● Data for processing
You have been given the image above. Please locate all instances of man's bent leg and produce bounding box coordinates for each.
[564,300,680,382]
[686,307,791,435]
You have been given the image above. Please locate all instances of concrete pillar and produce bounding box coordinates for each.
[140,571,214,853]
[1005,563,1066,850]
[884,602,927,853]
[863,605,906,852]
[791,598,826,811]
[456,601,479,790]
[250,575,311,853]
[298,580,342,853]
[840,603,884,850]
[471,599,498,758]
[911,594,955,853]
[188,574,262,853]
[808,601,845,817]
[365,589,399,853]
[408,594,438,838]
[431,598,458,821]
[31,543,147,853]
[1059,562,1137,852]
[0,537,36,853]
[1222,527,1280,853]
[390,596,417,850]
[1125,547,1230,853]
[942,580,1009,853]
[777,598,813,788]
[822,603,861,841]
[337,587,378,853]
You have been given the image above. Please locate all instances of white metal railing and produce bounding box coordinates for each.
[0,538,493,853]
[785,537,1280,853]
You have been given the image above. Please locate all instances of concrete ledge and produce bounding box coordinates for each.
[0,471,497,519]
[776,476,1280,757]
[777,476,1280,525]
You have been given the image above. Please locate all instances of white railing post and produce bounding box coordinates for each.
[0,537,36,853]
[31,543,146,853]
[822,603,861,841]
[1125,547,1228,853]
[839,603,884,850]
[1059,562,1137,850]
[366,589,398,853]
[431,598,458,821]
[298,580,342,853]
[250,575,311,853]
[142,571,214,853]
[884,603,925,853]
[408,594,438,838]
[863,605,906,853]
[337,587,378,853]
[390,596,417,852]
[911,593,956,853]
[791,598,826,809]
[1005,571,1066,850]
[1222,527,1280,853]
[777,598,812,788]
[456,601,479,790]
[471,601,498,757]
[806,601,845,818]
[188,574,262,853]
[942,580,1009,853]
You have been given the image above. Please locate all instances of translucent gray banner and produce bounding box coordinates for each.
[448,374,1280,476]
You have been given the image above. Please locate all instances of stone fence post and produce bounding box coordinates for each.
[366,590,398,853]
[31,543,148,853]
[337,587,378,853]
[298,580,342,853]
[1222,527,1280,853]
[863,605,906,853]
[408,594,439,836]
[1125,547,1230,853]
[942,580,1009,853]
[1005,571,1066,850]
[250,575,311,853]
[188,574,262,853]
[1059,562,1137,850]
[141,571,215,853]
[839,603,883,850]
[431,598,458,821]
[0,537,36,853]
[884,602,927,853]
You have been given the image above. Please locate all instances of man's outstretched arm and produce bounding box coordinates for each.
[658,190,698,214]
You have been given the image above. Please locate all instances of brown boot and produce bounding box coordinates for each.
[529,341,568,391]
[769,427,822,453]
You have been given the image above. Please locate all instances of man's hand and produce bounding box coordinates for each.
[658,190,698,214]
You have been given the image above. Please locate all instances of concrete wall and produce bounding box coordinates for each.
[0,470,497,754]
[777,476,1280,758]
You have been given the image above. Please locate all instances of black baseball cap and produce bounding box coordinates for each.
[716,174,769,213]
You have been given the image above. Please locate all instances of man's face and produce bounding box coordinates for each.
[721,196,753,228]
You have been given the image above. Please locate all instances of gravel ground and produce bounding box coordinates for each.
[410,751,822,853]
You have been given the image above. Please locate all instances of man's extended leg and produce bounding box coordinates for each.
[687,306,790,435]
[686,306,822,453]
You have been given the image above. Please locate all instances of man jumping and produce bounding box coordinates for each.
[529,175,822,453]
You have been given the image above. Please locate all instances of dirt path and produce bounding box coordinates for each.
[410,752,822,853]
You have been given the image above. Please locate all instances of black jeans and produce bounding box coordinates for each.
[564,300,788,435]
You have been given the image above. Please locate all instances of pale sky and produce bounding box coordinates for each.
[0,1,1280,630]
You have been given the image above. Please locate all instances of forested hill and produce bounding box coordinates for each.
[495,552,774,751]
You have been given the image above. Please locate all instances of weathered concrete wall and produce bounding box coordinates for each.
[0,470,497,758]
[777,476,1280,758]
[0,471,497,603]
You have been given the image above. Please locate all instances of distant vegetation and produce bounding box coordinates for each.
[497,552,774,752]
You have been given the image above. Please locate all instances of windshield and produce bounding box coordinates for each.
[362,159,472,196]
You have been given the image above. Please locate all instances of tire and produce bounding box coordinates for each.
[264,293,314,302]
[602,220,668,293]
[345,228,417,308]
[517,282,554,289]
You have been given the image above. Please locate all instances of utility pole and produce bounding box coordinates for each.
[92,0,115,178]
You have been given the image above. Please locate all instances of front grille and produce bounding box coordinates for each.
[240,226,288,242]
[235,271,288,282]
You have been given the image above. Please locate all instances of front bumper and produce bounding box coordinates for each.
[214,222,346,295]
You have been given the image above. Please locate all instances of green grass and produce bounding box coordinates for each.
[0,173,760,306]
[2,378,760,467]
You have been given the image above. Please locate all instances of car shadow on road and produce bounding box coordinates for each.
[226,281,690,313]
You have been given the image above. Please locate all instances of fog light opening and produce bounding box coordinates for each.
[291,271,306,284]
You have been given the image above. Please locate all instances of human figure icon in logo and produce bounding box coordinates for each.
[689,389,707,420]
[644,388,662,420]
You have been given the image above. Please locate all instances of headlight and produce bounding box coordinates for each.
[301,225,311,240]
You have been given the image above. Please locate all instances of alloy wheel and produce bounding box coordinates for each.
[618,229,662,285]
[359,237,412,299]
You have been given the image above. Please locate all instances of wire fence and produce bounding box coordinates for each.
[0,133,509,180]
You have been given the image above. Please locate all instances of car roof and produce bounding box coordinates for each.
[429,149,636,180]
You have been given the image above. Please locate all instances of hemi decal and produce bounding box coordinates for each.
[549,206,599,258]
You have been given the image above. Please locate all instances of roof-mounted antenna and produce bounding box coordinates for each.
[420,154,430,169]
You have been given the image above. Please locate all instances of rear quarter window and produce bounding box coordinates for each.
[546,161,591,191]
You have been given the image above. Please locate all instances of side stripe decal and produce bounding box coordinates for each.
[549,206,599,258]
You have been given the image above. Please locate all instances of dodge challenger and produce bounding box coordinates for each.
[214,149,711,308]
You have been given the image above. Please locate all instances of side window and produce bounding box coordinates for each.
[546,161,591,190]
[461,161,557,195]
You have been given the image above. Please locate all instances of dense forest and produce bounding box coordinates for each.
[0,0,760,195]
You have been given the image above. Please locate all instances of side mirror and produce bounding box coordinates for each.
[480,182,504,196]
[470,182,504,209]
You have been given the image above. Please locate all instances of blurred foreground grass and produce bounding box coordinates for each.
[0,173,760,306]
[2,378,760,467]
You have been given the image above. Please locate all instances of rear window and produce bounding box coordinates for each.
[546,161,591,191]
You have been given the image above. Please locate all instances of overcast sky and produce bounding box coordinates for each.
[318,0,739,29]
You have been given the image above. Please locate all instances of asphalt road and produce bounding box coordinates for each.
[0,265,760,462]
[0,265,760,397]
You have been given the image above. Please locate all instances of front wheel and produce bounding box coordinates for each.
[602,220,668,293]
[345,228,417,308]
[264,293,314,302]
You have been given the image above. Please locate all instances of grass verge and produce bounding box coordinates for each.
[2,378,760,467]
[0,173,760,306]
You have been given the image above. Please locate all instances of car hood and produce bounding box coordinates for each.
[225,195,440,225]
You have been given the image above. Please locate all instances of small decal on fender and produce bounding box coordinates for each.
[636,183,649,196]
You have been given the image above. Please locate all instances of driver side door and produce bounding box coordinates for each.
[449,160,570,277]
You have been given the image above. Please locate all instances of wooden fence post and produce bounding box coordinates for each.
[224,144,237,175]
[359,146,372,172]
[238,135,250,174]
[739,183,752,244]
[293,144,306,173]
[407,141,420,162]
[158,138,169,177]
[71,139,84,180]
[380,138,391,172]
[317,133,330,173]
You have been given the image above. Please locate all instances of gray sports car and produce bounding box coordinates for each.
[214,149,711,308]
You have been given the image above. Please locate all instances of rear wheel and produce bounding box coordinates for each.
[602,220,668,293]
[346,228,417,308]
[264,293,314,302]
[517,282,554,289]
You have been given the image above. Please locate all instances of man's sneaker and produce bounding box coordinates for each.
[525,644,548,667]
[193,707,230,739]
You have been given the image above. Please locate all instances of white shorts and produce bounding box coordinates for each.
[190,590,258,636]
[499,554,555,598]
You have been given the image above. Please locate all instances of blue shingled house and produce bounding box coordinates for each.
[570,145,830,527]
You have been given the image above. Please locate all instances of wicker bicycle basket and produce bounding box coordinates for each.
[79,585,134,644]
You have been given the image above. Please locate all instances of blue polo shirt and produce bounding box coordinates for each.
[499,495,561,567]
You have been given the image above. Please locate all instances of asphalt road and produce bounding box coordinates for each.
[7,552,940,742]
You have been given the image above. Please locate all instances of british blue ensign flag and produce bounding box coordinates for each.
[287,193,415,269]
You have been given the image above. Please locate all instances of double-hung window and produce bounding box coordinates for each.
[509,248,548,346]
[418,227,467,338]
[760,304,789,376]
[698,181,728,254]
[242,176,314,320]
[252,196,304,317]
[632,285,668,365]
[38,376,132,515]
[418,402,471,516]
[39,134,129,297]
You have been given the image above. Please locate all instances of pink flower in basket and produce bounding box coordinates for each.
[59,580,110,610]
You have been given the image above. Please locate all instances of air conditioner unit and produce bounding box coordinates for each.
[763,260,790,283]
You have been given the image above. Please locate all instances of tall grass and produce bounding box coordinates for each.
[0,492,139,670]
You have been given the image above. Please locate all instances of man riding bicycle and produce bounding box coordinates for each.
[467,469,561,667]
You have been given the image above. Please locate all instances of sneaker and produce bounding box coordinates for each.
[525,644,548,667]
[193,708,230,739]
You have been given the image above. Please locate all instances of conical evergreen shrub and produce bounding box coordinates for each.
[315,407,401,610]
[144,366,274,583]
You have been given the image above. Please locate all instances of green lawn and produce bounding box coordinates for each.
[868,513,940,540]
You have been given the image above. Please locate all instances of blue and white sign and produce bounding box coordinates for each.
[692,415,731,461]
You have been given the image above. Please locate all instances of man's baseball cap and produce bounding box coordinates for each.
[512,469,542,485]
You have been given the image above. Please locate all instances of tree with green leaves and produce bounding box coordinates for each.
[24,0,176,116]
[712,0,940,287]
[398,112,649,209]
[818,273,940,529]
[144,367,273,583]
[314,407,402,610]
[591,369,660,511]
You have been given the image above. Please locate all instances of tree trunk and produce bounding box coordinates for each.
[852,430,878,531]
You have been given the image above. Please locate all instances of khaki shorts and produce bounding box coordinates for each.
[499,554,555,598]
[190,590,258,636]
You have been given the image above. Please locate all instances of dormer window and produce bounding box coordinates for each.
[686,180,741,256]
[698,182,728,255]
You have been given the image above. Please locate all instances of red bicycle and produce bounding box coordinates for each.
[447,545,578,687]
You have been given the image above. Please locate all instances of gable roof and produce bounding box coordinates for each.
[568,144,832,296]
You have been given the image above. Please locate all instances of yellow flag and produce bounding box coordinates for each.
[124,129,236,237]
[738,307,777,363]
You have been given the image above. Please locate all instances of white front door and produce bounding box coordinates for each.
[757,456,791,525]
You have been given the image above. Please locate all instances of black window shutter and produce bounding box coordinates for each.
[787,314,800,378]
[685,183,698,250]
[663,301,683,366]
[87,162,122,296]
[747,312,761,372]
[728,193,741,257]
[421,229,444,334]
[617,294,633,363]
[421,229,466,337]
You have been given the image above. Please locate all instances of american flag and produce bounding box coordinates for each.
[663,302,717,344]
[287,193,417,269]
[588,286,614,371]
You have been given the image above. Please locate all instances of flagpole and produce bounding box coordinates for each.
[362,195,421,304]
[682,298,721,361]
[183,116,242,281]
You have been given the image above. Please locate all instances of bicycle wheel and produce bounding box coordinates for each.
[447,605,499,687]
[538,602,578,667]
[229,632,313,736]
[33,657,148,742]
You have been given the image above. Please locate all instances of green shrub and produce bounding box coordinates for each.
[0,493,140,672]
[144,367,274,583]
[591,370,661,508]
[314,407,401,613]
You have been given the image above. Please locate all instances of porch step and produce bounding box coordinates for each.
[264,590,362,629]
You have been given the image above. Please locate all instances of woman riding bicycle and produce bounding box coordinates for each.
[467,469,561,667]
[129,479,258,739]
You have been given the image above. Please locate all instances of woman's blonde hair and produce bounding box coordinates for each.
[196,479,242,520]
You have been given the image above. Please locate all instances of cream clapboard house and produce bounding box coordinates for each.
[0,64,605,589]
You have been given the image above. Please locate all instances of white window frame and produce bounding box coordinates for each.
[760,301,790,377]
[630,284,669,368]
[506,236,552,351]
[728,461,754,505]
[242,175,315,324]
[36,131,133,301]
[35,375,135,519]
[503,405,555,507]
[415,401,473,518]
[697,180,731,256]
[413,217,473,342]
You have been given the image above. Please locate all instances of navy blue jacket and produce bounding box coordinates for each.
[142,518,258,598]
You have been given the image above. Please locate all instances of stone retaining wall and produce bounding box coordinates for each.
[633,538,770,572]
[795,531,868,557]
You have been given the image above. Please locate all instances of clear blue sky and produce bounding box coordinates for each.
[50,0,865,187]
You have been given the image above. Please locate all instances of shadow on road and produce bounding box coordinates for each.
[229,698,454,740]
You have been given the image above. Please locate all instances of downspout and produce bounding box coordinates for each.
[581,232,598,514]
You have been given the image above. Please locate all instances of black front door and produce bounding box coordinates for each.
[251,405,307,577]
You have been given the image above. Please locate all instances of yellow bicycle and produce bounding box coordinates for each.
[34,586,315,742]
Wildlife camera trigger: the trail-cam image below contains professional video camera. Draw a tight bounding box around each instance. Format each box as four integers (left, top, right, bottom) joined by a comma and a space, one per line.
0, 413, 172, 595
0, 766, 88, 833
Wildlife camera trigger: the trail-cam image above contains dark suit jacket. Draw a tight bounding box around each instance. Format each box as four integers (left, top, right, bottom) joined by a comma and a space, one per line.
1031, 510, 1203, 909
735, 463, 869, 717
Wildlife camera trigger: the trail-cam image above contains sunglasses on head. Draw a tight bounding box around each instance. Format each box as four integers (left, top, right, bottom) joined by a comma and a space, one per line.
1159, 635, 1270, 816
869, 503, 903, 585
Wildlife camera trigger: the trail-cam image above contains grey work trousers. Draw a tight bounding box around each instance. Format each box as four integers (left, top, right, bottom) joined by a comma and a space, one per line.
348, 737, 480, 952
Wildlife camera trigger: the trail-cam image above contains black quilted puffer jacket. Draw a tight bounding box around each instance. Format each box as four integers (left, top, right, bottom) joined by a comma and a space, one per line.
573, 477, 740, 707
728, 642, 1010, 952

● Work to be completed
Please reproduce the records above word for word, from the line containing "Wildlife camera trigger: the trail-cam image above contains dark" through the final line of the records, including both.

● Answer to the task
Wildlife camera trigger: the trail-cam image above contains dark suit jacket. Draw a tight bounding box around each instance. Format each box as four integers (left, top, right, bottom) joined by a comma and a space, one per line.
1031, 510, 1203, 909
735, 463, 869, 717
Wildlife camera trigger: the trail-cam image above contains sunglasses on head. Draw a tight bounding box around each instance. Format each box as four integers (left, top, right, bottom) joined by a comma and a space, one per line.
1159, 635, 1270, 816
869, 503, 903, 585
Wildlife camera trigger: the trail-cam image above contains grey work trousers. Draw a tight bounding box around each instance. Format each box as four integers (left, top, right, bottom) joined by a comma and a space, one per line.
348, 737, 480, 952
Wildlife camera trigger: the trail-cam image above contains black quilted puffer jacket. Draw a tight bounding box around each instance. Format each box as four integers (left, top, right, bottom) joined by a comma and a space, one per line.
573, 477, 740, 707
728, 642, 1010, 952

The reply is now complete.